▶ OBJECTIVE: Please copy all of the material below, reproducing every line without any change.

>> begin

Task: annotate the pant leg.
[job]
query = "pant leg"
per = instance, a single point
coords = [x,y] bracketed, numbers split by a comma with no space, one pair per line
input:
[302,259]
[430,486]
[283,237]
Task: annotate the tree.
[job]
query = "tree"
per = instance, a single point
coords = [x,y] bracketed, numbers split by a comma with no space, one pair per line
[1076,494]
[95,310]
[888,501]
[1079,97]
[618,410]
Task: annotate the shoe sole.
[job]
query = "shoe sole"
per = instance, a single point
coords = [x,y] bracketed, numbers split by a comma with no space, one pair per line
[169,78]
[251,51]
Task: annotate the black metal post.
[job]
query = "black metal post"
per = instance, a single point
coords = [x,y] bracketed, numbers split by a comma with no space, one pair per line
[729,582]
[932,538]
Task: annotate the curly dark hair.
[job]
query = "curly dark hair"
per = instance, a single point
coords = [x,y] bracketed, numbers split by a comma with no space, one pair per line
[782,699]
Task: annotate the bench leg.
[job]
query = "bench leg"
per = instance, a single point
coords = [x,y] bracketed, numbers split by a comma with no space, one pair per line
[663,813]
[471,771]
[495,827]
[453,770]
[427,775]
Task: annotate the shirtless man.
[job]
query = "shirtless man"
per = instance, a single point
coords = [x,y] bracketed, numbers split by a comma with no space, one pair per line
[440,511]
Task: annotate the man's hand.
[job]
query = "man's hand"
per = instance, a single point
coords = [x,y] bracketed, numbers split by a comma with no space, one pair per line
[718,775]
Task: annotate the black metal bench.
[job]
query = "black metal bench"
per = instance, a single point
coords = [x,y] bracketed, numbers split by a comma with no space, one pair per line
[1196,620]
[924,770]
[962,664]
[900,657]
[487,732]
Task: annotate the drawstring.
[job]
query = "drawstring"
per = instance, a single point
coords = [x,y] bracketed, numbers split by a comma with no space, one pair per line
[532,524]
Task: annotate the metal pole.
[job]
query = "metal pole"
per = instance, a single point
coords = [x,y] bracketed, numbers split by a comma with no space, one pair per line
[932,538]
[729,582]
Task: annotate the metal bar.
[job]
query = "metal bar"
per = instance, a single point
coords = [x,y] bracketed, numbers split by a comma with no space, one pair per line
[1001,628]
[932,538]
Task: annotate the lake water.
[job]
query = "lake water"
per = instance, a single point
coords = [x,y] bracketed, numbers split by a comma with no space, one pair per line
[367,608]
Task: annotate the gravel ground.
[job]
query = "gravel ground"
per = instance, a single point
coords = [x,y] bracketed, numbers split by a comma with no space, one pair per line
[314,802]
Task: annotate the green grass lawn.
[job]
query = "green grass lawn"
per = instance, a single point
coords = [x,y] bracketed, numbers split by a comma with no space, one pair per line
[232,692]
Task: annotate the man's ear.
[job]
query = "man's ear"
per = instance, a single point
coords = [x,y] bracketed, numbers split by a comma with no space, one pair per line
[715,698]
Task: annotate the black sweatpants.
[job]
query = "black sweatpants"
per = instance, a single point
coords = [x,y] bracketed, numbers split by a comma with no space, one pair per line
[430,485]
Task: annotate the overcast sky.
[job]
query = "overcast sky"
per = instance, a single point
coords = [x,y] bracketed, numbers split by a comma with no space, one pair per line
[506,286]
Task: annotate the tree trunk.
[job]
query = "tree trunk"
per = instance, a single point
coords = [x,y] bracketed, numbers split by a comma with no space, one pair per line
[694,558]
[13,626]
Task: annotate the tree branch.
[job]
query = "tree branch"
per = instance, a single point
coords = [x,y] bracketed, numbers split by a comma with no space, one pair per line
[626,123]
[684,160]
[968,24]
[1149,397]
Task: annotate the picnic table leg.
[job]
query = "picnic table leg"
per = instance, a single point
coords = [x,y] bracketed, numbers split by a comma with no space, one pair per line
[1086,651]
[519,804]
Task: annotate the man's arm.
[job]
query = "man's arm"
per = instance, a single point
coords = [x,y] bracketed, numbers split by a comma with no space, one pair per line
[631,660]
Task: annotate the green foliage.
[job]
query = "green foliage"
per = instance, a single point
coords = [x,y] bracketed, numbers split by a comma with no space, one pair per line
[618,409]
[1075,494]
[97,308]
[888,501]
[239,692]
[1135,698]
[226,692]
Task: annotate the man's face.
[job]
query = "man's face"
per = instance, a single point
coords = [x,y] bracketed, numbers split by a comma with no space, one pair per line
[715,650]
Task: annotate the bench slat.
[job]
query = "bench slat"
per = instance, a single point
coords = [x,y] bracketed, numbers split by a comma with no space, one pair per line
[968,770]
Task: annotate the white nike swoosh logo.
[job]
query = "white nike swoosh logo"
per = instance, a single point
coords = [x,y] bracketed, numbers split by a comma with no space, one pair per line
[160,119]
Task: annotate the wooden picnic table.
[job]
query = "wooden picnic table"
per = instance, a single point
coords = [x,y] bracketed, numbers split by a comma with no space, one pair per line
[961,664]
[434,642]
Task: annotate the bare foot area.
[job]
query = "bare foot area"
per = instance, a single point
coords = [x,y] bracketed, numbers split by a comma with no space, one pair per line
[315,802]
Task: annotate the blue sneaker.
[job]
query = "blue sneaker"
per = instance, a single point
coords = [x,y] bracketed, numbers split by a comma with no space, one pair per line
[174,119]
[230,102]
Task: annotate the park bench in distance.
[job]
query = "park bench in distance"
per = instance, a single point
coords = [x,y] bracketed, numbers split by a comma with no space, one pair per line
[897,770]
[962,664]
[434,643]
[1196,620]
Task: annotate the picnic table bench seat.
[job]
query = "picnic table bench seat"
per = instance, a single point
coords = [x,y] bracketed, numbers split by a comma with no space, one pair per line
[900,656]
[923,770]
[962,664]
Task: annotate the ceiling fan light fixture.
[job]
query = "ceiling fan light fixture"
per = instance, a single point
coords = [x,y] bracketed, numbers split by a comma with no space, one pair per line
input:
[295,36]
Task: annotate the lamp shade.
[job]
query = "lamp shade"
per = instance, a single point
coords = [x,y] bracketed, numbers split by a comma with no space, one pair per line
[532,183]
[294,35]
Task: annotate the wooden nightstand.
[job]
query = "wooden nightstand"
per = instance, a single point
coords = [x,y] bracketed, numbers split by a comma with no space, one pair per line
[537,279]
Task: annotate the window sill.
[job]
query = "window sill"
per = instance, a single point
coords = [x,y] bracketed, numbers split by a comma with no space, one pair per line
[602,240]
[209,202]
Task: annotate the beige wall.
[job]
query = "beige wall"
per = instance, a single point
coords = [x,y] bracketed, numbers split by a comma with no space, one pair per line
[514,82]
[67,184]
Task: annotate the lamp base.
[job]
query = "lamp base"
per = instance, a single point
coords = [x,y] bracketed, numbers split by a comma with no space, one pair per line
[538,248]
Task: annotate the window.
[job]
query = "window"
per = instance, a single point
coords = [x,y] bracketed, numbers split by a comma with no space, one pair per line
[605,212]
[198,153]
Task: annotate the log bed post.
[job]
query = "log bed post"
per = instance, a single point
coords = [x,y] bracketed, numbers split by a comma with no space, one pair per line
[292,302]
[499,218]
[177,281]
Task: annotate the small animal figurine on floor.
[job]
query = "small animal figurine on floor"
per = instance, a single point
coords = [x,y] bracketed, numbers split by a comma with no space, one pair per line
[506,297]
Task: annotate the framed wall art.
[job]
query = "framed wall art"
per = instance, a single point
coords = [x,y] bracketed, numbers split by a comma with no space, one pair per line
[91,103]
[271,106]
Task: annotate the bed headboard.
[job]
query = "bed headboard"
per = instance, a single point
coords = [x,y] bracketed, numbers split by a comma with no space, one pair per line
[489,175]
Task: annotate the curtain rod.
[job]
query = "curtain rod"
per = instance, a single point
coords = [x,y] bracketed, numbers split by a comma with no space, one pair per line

>> end

▶ COMPLETE RESPONSE:
Task: annotate the pant leg.
[job]
query = "pant leg"
per = instance, a single point
coords = [x,y] bracketed, numbers split by a comma with no space, one pair per line
input:
[302,259]
[430,486]
[283,237]
Task: annotate the tree.
[job]
query = "tree"
per = instance, a single point
coords = [x,y] bracketed, numbers split by a comma with no space, one pair per line
[1076,494]
[95,310]
[888,501]
[1079,97]
[618,410]
Task: annotate the shoe sole.
[job]
query = "shoe sole"
per = instance, a single point
coords = [x,y] bracketed, numbers split by a comma with no space, one pair per line
[169,78]
[251,51]
Task: annotate the black metal post.
[job]
query = "black metal post"
per = instance, a single point
coords = [x,y] bracketed, numbers split by a comma with no space, one pair per line
[729,582]
[932,538]
Task: annotate the curly dark hair.
[job]
query = "curly dark hair"
per = instance, a single point
coords = [x,y] bracketed, numbers split by a comma with no space, one pair per line
[782,699]
Task: annotate the bench leg.
[job]
query = "bench leg"
per = instance, a single point
coords = [x,y] bracketed, numbers split by a comma with no space, one pair per line
[663,813]
[471,771]
[495,827]
[453,770]
[427,775]
Task: annotate the shirtless man.
[job]
query = "shirtless man"
per = instance, a single point
coords = [x,y] bracketed, numbers split by a comma with no space, one pair per line
[440,511]
Task: annotate the man's hand.
[job]
query = "man's hand"
per = instance, a single point
coords = [x,y] bracketed, numbers split by a comma with no space, one pair per line
[718,775]
Task: annotate the black metal bench.
[job]
query = "black metal bench"
per = instance, a single point
coords = [x,y] bracketed, numbers split by a comma with no space, one pair per line
[1196,620]
[924,770]
[962,664]
[900,657]
[487,732]
Task: annotate the drawstring.
[job]
query = "drawstring"
per = instance, a single point
coords = [x,y] bracketed, numbers split by a comma with no space, one pair per line
[532,524]
Task: annotate the metal pole.
[job]
query = "metal pole"
per = instance, a single point
coords = [x,y] bracketed, numbers split by a comma with no space, one pair per line
[932,538]
[729,582]
Task: annotate the metal bar.
[job]
query = "metal bar"
per = instance, a single point
coords = [x,y] bracketed, numbers split by a comma with no space, one pair per line
[1001,628]
[932,538]
Task: annotate the lake water.
[job]
query = "lake water"
per = instance, a single point
coords = [x,y] bracketed, numbers split by a comma with no space, one pair per line
[367,608]
Task: annotate the gravel ground.
[job]
query = "gravel ground"
per = instance, a single point
coords = [x,y] bracketed, numbers split by a comma with no space, one pair per line
[314,802]
Task: annotate the green grass lawn.
[job]
query = "green grass lawn"
per = instance, a single point
coords = [x,y] bracketed, numbers split by a comma with no space, one pair per line
[232,692]
Task: annotate the man's ear.
[job]
query = "man's ear"
per = instance, a single point
coords = [x,y] bracketed, numbers split by a comma with no space, one pair per line
[715,698]
Task: annotate the black sweatpants.
[job]
query = "black sweatpants"
per = instance, a single point
coords = [x,y] bracketed, numbers split by a comma with no space, one pair per line
[430,485]
Task: annotate the overcast sky.
[job]
query = "overcast sky"
per = instance, a single point
coords = [x,y] bracketed, numbers split by a comma with no space, one pair per line
[506,286]
Task: annotate the tree trunk.
[job]
query = "tree trunk"
per = instance, a single point
coords = [x,y] bracketed, numbers split by a comma with no space, one pair per line
[694,558]
[13,626]
Task: annotate the tree branch.
[job]
query = "tree branch"
per = instance, a single point
coords = [x,y] bracketed, numbers split by a comma with no space, one pair per line
[626,123]
[684,160]
[968,24]
[1149,397]
Task: annotate the picnic table leg.
[job]
query = "picnic table leg"
per = instance, a single point
coords = [x,y] bracketed, numbers split by a comma with no space, one pair per line
[1086,651]
[519,804]
Task: annotate the man's arm.
[job]
query = "man's arm"
per = instance, a single point
coords = [x,y] bracketed, numbers split by a comma with no space, one pair per line
[631,660]
Task: annotate the green foliage.
[job]
query = "green foliage"
per = instance, a single point
coords = [x,y] bracketed, numbers split by a comma with no space, one pair per line
[618,409]
[1075,494]
[97,308]
[888,501]
[239,692]
[1135,698]
[226,692]
Task: annotate the man's face.
[job]
query = "man's face"
per = instance, a single point
coords = [x,y] bracketed, numbers split by a comma with no space, one pair per line
[715,650]
Task: annotate the bench slat.
[job]
query = "bench slat"
per = instance, a single point
coords = [x,y] bracketed, numbers split by a comma with no space, one pair per line
[968,770]
Task: annotate the white nike swoosh logo.
[job]
query = "white nike swoosh logo"
per = instance, a single point
coords = [x,y] bracketed, numbers split by a comma with no space, one pair per line
[160,119]
Task: annotate the wooden picnic table.
[job]
query = "wooden picnic table"
per = instance, a single point
coords = [x,y] bracketed, numbers split by a comma with no space, one pair per line
[961,664]
[434,642]
Task: annotate the bare foot area.
[job]
query = "bare foot area"
per = instance, a single point
coords = [x,y] bracketed, numbers split by a comma with no space, one pair per line
[315,802]
Task: annotate the blue sneaker.
[job]
query = "blue sneaker"
per = instance, a single point
coords = [x,y] bracketed, numbers split by a comma with no space, one pair per line
[174,119]
[230,102]
Task: annotate the park bench in distance.
[job]
query = "park bench in distance"
per = instance, a single point
coords = [x,y] bracketed, numbers split by a comma with no space, one pair per line
[897,770]
[962,664]
[434,643]
[1196,620]
Task: annotate the picnic table bench seat.
[job]
query = "picnic table bench seat"
per = instance, a single point
coords = [x,y] bracketed, numbers split by a comma with no space, one pair per line
[900,656]
[923,770]
[962,664]
Task: annotate the ceiling fan light fixture.
[job]
query = "ceiling fan light fixture"
per = instance, a single point
coords = [x,y] bracketed, numbers split by a comma with no space, one pair per line
input:
[295,36]
Task: annotate the lamp shade.
[job]
query = "lamp shade"
per = instance, a single point
coords = [x,y] bracketed, numbers split by a comma with no space, one pair per line
[532,183]
[294,35]
Task: annotate the wooden nightstand.
[job]
query = "wooden nightstand"
per = instance, a single point
coords = [x,y] bracketed, numbers split by a comma with no space, one pair per line
[537,279]
Task: annotate the window sill.
[job]
query = "window sill"
per = instance, a single point
coords = [x,y] bracketed, numbers split by a comma with no space, one pair per line
[602,240]
[209,202]
Task: annotate the beige wall.
[job]
query = "beige wall"
per = instance, a single point
coords = [x,y] bracketed, numbers split by a comma with no space, one pair per line
[514,82]
[67,184]
Task: annotate the lamp base.
[job]
query = "lamp base"
per = instance, a single point
coords = [x,y] bracketed, numbers split by a comma with no space, one pair per line
[538,248]
Task: annotate the window.
[job]
query = "window"
per = instance, a single point
coords = [x,y] bracketed, numbers split by a comma with no space, one pair per line
[605,212]
[198,153]
Task: annotate the log bed post.
[job]
query = "log bed post"
per = instance, a single point
coords = [x,y] bracketed, numbers split by a comma with no space, one pair per line
[292,302]
[499,218]
[177,281]
Task: annotate the small animal figurine on floor.
[job]
query = "small animal figurine on floor"
per = instance, a single point
coords = [x,y] bracketed, numbers split by a comma with no space, one pair per line
[506,297]
Task: annotate the framed wall art.
[job]
query = "framed wall art"
per = instance, a single point
coords = [x,y] bracketed, numbers split by a comma with no space, one pair per line
[91,103]
[271,106]
Task: annotate the bed headboard.
[job]
query = "bed headboard"
per = instance, a single point
coords = [x,y] bracketed, numbers split by a comma with no space, one pair per line
[489,175]
Task: annotate the curtain rod.
[job]
query = "curtain rod"
per = instance, a single point
coords = [x,y] bracketed, numbers split by a comma with no space, one pair per line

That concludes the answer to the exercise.